Texto de origen:

LA CONSTRUCCIÓN IMAGINARIA DE UNA SOCIEDAD
Cuando la filosofía social del siglo XVIII sentó las bases de la praxeología y la economía, hubo de enfrentarse con la casi universalmente aceptada e indiscutida distinción entre el mezquino egoísmo de los particulares y el estado como representante de los intereses de toda la sociedad. Es cierto que no había entonces todavía llegado a su plenitud el proceso que acabaría elevando a quienes manejan el aparato estatal de fuerza y coerción a la categoría de deidades. Cuando la gente pensaban en el gobierno, aún no se representaban la cuasi-teológica imagen de un ente omnisciente y omnipotente, encarnación de todas las virtudes. Contemplaban, por el contrario, a los gobernantes de su tiempo tal y como efectivamente procedían en la escena política. Veían una serie de entidades soberanas cuya extensión territorial era fruto de sangrientas guerras, intrigas diplomáticas, matrimonios y sucesiones dinásticas. Príncipes que en muchos países confundían sus personales rentas y patrimonios con el erario público, y repúblicas oligárquicas —como Venecia y algunos cantones suizos— cuyo único objetivo en la gestión de la cosa pública consistía en enriquecer al máximo a la aristocracia gobernante. Los intereses de tales estados, naturalmente, tropezaban por un lado con los de sus «egoístas» súbditos, que sólo aspiraban al propio bienestar, y por otro con los de los gobiernos extranjeros, tan codiciosos como ellos de botín y conquistas territoriales. Los tratadistas de derecho político, al analizar tal antagonismo, solían defender la causa de su propio gobierno. Daban por supuesto, con manifiesta candidez, que el estado encarnaba el interés de la colectividad, siempre en irreductible conflicto con el egoísmo individual. El poder público, al domeñar la codicia de sus súbditos, promovía el bienestar general frente a las mezquinas apetencias de los particulares.
La filosofía liberal desmontó estas ideas. En la sociedad de mercado libre no hay oposición entre los intereses rectamente entendidos de unos y otros. Los de los ciudadanos no son contrarios a los del país, ni los de cada nación pugnan con los de las demás.

Problema planteado a: Por favor, transcribe del texto sobre la construcción imaginaria de una sociedad el fragmento comprendido entre "La filosofía liberal" y "de las demás.", ambos incluidos.

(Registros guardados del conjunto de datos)
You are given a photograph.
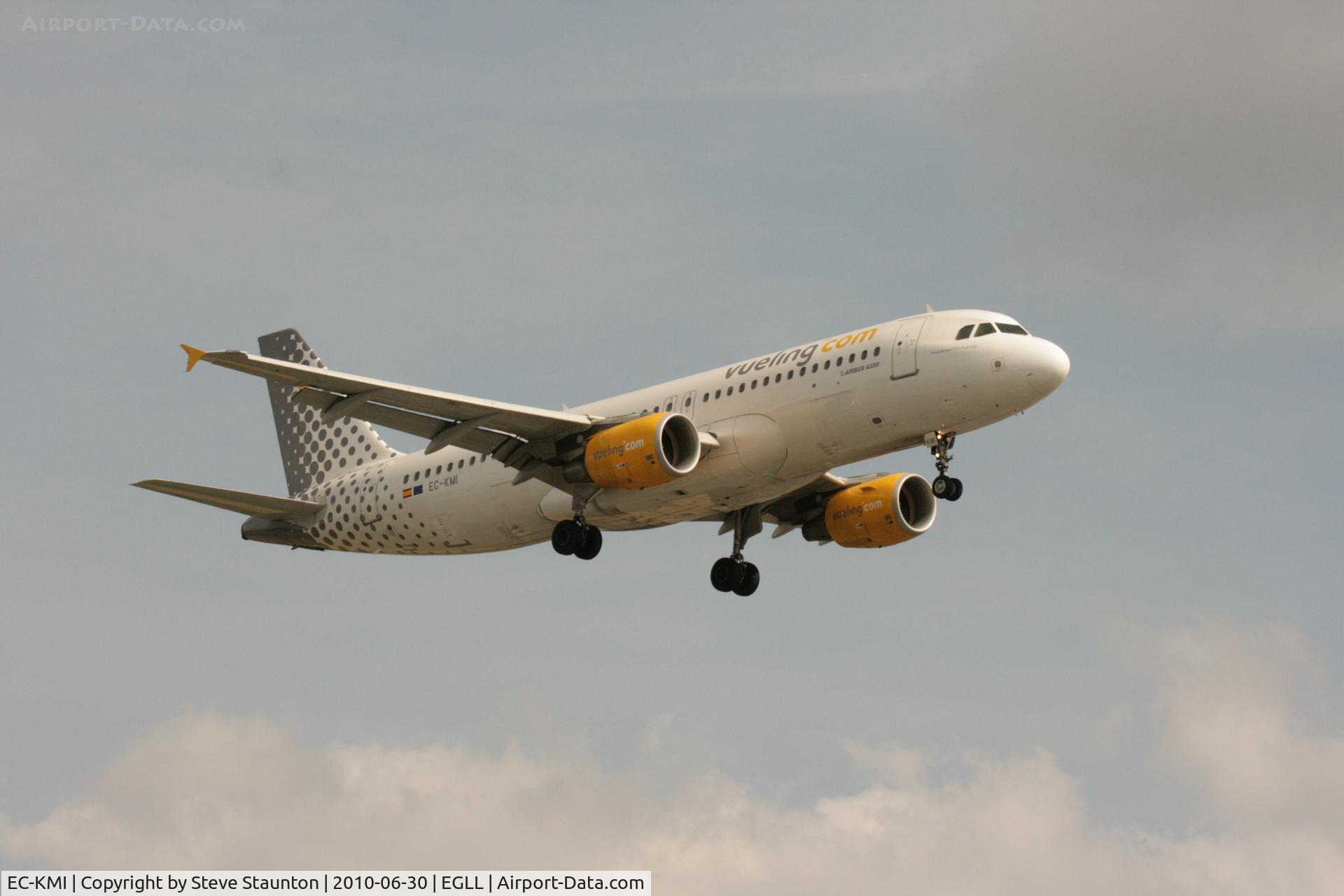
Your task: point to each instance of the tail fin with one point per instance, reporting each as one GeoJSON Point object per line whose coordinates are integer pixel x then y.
{"type": "Point", "coordinates": [314, 450]}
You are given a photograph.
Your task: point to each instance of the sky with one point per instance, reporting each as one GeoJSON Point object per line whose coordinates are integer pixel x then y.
{"type": "Point", "coordinates": [1114, 665]}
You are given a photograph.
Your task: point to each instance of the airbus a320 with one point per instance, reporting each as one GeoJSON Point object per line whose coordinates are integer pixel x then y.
{"type": "Point", "coordinates": [743, 445]}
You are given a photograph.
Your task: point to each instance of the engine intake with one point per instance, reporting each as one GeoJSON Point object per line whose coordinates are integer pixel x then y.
{"type": "Point", "coordinates": [640, 454]}
{"type": "Point", "coordinates": [873, 514]}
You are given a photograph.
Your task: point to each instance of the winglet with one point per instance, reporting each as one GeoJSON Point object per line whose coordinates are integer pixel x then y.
{"type": "Point", "coordinates": [192, 355]}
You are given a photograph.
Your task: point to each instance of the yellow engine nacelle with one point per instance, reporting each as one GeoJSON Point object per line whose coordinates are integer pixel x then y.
{"type": "Point", "coordinates": [638, 454]}
{"type": "Point", "coordinates": [874, 514]}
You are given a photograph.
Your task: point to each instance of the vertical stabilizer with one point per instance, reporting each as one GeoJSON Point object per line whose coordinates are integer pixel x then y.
{"type": "Point", "coordinates": [315, 451]}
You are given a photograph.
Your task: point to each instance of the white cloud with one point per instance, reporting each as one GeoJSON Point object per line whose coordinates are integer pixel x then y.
{"type": "Point", "coordinates": [206, 790]}
{"type": "Point", "coordinates": [1171, 155]}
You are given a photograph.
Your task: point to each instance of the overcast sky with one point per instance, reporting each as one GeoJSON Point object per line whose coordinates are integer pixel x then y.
{"type": "Point", "coordinates": [1113, 666]}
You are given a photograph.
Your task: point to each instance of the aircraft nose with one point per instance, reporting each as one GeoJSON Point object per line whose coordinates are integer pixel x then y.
{"type": "Point", "coordinates": [1047, 367]}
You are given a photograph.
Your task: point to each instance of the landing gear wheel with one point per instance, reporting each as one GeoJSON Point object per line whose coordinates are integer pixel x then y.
{"type": "Point", "coordinates": [727, 574]}
{"type": "Point", "coordinates": [592, 543]}
{"type": "Point", "coordinates": [750, 580]}
{"type": "Point", "coordinates": [568, 538]}
{"type": "Point", "coordinates": [940, 445]}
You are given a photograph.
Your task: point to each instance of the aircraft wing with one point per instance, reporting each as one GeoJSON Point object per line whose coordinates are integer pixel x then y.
{"type": "Point", "coordinates": [518, 435]}
{"type": "Point", "coordinates": [249, 503]}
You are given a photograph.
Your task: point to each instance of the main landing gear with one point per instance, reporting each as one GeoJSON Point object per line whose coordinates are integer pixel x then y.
{"type": "Point", "coordinates": [733, 573]}
{"type": "Point", "coordinates": [577, 538]}
{"type": "Point", "coordinates": [940, 445]}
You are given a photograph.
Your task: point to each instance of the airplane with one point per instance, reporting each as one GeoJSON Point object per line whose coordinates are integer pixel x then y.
{"type": "Point", "coordinates": [742, 445]}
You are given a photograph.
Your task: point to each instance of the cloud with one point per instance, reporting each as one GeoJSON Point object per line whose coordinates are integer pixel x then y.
{"type": "Point", "coordinates": [1170, 155]}
{"type": "Point", "coordinates": [206, 790]}
{"type": "Point", "coordinates": [1227, 720]}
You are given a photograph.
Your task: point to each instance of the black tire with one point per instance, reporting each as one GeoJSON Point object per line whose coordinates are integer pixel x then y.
{"type": "Point", "coordinates": [568, 538]}
{"type": "Point", "coordinates": [592, 543]}
{"type": "Point", "coordinates": [942, 486]}
{"type": "Point", "coordinates": [726, 574]}
{"type": "Point", "coordinates": [750, 582]}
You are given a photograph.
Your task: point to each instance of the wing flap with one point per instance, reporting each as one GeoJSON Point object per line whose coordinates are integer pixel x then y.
{"type": "Point", "coordinates": [261, 505]}
{"type": "Point", "coordinates": [517, 419]}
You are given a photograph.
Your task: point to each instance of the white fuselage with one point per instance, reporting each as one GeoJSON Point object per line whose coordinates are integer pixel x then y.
{"type": "Point", "coordinates": [790, 416]}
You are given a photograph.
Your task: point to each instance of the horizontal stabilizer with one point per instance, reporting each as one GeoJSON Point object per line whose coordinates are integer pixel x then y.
{"type": "Point", "coordinates": [261, 505]}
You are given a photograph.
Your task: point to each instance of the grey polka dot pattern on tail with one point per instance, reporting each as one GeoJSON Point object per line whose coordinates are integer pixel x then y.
{"type": "Point", "coordinates": [309, 450]}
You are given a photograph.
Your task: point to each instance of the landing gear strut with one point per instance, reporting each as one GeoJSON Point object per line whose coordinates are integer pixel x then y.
{"type": "Point", "coordinates": [940, 445]}
{"type": "Point", "coordinates": [733, 573]}
{"type": "Point", "coordinates": [577, 538]}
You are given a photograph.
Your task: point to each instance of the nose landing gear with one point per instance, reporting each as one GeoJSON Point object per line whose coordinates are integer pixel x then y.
{"type": "Point", "coordinates": [733, 573]}
{"type": "Point", "coordinates": [940, 445]}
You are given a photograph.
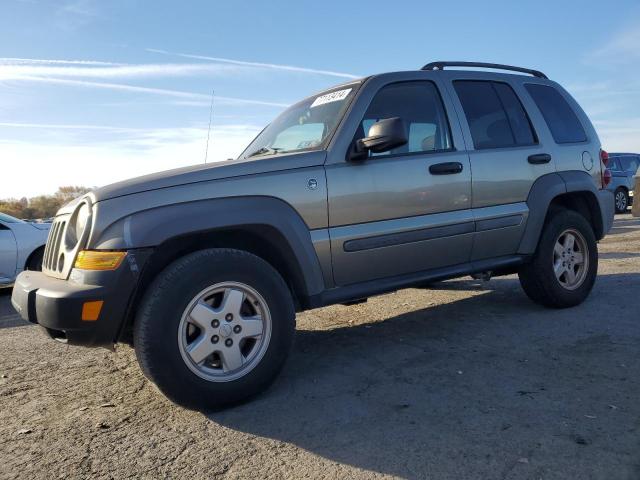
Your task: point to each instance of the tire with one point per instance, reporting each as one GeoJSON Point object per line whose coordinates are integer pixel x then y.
{"type": "Point", "coordinates": [621, 197]}
{"type": "Point", "coordinates": [538, 277]}
{"type": "Point", "coordinates": [163, 328]}
{"type": "Point", "coordinates": [35, 260]}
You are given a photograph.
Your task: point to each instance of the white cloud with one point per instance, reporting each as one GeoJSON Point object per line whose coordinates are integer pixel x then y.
{"type": "Point", "coordinates": [47, 61]}
{"type": "Point", "coordinates": [146, 90]}
{"type": "Point", "coordinates": [9, 71]}
{"type": "Point", "coordinates": [622, 135]}
{"type": "Point", "coordinates": [623, 48]}
{"type": "Point", "coordinates": [138, 153]}
{"type": "Point", "coordinates": [271, 66]}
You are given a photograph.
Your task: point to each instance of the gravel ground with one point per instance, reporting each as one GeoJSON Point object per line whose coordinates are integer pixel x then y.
{"type": "Point", "coordinates": [466, 380]}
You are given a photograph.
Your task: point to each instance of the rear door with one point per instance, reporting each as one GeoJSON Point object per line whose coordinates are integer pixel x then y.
{"type": "Point", "coordinates": [400, 211]}
{"type": "Point", "coordinates": [506, 157]}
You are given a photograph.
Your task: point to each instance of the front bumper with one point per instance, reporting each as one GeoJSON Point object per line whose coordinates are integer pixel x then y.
{"type": "Point", "coordinates": [57, 304]}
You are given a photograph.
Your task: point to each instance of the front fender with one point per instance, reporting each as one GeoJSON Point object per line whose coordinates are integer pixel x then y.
{"type": "Point", "coordinates": [154, 226]}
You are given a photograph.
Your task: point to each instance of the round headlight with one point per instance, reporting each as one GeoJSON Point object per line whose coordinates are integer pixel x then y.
{"type": "Point", "coordinates": [78, 224]}
{"type": "Point", "coordinates": [82, 220]}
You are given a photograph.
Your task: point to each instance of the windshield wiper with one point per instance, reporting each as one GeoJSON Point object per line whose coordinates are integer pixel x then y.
{"type": "Point", "coordinates": [264, 151]}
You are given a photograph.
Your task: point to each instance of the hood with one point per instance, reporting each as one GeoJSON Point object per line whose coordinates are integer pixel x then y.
{"type": "Point", "coordinates": [208, 172]}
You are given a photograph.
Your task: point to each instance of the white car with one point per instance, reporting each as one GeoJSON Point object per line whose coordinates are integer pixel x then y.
{"type": "Point", "coordinates": [21, 247]}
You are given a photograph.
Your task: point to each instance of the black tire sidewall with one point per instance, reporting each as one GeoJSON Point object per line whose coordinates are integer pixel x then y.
{"type": "Point", "coordinates": [556, 295]}
{"type": "Point", "coordinates": [156, 327]}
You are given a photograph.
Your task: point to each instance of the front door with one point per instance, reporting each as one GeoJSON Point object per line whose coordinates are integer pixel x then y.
{"type": "Point", "coordinates": [8, 254]}
{"type": "Point", "coordinates": [408, 209]}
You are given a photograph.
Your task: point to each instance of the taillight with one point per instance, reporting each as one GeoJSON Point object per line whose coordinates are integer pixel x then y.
{"type": "Point", "coordinates": [605, 172]}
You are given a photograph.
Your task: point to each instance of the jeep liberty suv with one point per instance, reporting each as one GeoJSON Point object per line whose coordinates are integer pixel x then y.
{"type": "Point", "coordinates": [378, 184]}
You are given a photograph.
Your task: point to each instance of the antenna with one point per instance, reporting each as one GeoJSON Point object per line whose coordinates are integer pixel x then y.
{"type": "Point", "coordinates": [206, 152]}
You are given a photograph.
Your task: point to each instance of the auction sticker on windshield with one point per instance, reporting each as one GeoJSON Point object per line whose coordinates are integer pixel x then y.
{"type": "Point", "coordinates": [331, 97]}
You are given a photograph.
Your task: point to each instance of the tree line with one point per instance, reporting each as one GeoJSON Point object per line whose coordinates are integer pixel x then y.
{"type": "Point", "coordinates": [42, 206]}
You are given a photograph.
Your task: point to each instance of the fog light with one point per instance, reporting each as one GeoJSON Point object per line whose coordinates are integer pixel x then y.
{"type": "Point", "coordinates": [99, 260]}
{"type": "Point", "coordinates": [91, 310]}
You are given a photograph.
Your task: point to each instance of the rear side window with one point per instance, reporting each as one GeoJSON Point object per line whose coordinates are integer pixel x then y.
{"type": "Point", "coordinates": [560, 117]}
{"type": "Point", "coordinates": [630, 163]}
{"type": "Point", "coordinates": [495, 115]}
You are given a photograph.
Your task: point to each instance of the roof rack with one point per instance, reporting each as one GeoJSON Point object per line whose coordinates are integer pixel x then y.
{"type": "Point", "coordinates": [441, 65]}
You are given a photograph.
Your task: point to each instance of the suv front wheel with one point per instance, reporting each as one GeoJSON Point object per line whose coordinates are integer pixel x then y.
{"type": "Point", "coordinates": [563, 269]}
{"type": "Point", "coordinates": [214, 328]}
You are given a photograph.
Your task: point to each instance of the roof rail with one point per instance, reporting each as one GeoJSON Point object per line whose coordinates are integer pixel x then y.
{"type": "Point", "coordinates": [497, 66]}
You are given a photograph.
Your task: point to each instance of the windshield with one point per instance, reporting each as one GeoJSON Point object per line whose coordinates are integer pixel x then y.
{"type": "Point", "coordinates": [307, 125]}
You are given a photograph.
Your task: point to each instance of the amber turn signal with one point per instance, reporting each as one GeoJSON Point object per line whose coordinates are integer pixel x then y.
{"type": "Point", "coordinates": [99, 260]}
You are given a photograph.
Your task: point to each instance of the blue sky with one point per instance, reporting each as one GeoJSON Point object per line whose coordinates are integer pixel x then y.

Problema planteado b: Extrae del listado cada línea que contenga la cadena "intake", teniendo en cuenta las mayúsculas y minúsculas.

Respuesta a la tarea a:
La filosofía liberal desmontó estas ideas. En la sociedad de mercado libre no hay oposición entre los intereses rectamente entendidos de unos y otros. Los de los ciudadanos no son contrarios a los del país, ni los de cada nación pugnan con los de las demás.

Respuesta a la tarea b:
Your task: point to each instance of the engine intake with one point per instance, reporting each as one GeoJSON Point object per line whose coordinates are integer pixel x then y.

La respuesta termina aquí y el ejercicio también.